* [Written exercise]
Summarize the text on affirmative action measures in two sentences.

* [Text section]
The better view is that the use of the word “designed” as opposed to “aimed” imports the requirement of a rational relationship between means and ends. In other words, it is not sufficient that the purpose of the measures in question is to redress past discrimination – the means selected to effect that purpose must be reasonably capable of doing so. The latter reading is preferable because it is more likely to ensure that affirmative action programmes are carefully constructed in ways which are best able to accomplish what they set out to achieve.’


It is apparent from the cited cases that the plans and/or policies at issue were subjected to scrutiny to determine if they were rationally connected with the constitutional imperative of promoting and/or achieving equality and that ad hoc and random action was found to be incapable of meeting the objective. From this it can be deduced that properly formulated programmes go a long way to satisfying the requirement of rationality. This is so since a properly crafted programme or policy provides a basis upon which it can be measured as to whether it meets the constitutional objective. In Public Servants Association of South Africa v Department of Justice there was no policy or plan in place but an ad hoc arrangement which was found to be random and haphazard and therefore not designed to achieve the required purpose. See also Eskom v Hiemstra NO (1999) 20 ILJ 2362 (LC). , in my view, clearly shows that the term ‘measures’ as set out in s 8(3)(a) as well as the term ‘practices’ and ‘policies’ in Items 2(2)(b) of Schedule 7 of the LRA mean something much more than mere ad hoc or random action as we have in this case.

* [Data extract]
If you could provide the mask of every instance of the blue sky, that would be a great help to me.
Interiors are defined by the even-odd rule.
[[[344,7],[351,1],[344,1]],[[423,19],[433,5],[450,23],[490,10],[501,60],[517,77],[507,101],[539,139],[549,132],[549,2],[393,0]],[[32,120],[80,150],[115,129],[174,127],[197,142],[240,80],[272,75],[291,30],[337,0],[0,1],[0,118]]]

* [Worked solution]
The text holds that the word "designed" requires a rational relationship between means and ends, so a measure meant to redress past discrimination must also be reasonably capable of doing so. Drawing on cited cases, including Public Servants Association of South Africa v Department of Justice, it finds that properly formulated programs go a long way toward satisfying this rationality requirement, while ad hoc and random action cannot meet the objective.